What you should output is the data below, unchanged in every character.

=== Begin Enclosure ===

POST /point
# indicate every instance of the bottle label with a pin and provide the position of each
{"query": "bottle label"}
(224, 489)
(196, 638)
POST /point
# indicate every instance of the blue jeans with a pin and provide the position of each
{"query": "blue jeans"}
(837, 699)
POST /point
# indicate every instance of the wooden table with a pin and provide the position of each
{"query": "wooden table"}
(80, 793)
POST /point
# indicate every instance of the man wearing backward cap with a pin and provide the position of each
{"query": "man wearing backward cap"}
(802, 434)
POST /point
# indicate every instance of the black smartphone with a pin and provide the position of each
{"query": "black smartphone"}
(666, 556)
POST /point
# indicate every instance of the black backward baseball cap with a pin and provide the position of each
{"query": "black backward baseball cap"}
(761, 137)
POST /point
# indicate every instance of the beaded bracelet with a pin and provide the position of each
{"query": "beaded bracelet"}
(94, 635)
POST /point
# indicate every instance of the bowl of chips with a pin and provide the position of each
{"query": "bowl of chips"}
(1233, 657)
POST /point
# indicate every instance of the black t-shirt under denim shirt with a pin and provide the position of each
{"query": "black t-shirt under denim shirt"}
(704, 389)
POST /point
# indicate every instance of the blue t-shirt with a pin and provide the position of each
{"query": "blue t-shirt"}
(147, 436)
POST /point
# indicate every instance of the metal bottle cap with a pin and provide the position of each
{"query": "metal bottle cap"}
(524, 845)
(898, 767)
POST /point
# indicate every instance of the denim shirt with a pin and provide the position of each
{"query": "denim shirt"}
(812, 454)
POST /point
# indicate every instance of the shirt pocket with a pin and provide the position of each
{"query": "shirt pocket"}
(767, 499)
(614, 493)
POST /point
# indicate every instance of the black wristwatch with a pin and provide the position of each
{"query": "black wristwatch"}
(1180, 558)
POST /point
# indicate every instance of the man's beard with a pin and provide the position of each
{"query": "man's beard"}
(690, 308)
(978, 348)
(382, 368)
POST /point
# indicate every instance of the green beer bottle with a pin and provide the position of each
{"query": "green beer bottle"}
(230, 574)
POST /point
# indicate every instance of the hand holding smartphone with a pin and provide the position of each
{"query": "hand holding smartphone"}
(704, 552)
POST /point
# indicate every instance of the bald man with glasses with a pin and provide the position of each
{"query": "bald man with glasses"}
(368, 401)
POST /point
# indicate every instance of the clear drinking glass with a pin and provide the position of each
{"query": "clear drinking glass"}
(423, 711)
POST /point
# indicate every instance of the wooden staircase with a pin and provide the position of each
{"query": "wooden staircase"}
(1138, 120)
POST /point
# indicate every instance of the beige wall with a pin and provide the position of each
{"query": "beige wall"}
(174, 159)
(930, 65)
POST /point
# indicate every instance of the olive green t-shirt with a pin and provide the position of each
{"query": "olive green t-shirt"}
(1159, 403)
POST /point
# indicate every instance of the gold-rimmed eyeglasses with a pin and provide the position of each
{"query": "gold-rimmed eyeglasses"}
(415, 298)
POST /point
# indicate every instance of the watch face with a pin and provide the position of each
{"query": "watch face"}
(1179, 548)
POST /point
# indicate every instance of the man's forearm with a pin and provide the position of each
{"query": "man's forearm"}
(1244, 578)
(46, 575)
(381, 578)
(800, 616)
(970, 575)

=== End Enclosure ===

▸ YOUR SOLUTION
POST /point
# indicate every instance of the bottle label with a pin and provide the position of each
{"query": "bottle label"}
(224, 489)
(196, 638)
POST /point
# indicate every instance of the blue jeans with a pin and provide the position of each
{"query": "blue jeans"}
(837, 699)
POST /point
# indicate every instance of the wooden table with a pin and provide the position of each
{"query": "wooden table"}
(80, 793)
POST /point
# indicate every instance of the man wearing backward cap with a pin and provide the position of each
{"query": "man wearing backward cap"}
(802, 434)
POST /point
# indicate every instance of the black smartphone with a pin and provide the position of each
{"query": "black smartphone"}
(666, 556)
POST /point
# indicate every instance of the black backward baseball cap with a pin and provide the position of each
{"query": "black backward baseball cap"}
(761, 137)
POST /point
# indicate every instance of the beaded bracelet with a pin and provide the position of each
{"query": "beaded bracelet"}
(94, 635)
POST /point
# indicate every instance of the bowl of chips with a pin and provide the position of each
{"query": "bowl of chips"}
(1233, 657)
POST /point
# indicate every instance of the black t-shirt under denim shirt with a pin and provide the position of each
{"query": "black t-shirt under denim shirt"}
(704, 389)
POST /point
# indicate every instance of the blue t-shirt with a pin and provide the position of each
{"query": "blue t-shirt"}
(147, 436)
POST /point
# indicate every instance of the metal bottle cap with a pin and provide the position of each
{"query": "metal bottle cap"}
(524, 845)
(898, 767)
POST /point
# indicate every instance of the denim shirt with a pin and provide the position of each
{"query": "denim shirt"}
(812, 454)
POST /point
# indicate every instance of the shirt pocket with a pin and provide the position of each
{"query": "shirt pocket"}
(767, 499)
(614, 493)
POST /point
# indicate every instance of the black wristwatch with a pin and provide the position of each
{"query": "black wristwatch"}
(1180, 558)
POST /point
# indicate every instance of the man's beard with a pin and provide the position of each
{"query": "man's beard"}
(690, 308)
(978, 348)
(382, 368)
POST /point
# indicate every instance of the green beer bottle with a pin and provide the position of each
{"query": "green beer bottle"}
(230, 574)
POST /point
# indicate every instance of the hand holding smartphone with a pin and provide the position of each
{"query": "hand holding smartphone"}
(704, 552)
POST /point
# indicate every instance of the bald man with glasses with a pin and provide the position of each
{"query": "bald man with glasses"}
(368, 401)
POST /point
# indicate every instance of the clear drinking glass with a pin and provide the position of each
{"query": "clear drinking glass"}
(423, 711)
POST /point
# indicate every instance of the wooden staircase with a pin and provide the position of each
{"query": "wooden staircase"}
(1138, 120)
POST /point
# indicate every instance of the beige wall with a pin and provide the position of each
{"query": "beige wall"}
(174, 159)
(930, 65)
POST /point
# indicate every instance of the olive green t-shirt with a pin and provide the position of each
{"query": "olive green t-shirt"}
(1159, 403)
POST /point
# indicate every instance of the gold-rimmed eyeglasses with a pin and provide the position of each
{"query": "gold-rimmed eyeglasses"}
(415, 298)
POST /point
# indicate every instance of the watch face with a pin and provide the position of each
{"query": "watch face"}
(1179, 548)
POST /point
# indicate every instance of the man's forearm with a pin and provide the position of each
{"query": "man's forearm"}
(1244, 578)
(46, 575)
(381, 578)
(800, 616)
(970, 575)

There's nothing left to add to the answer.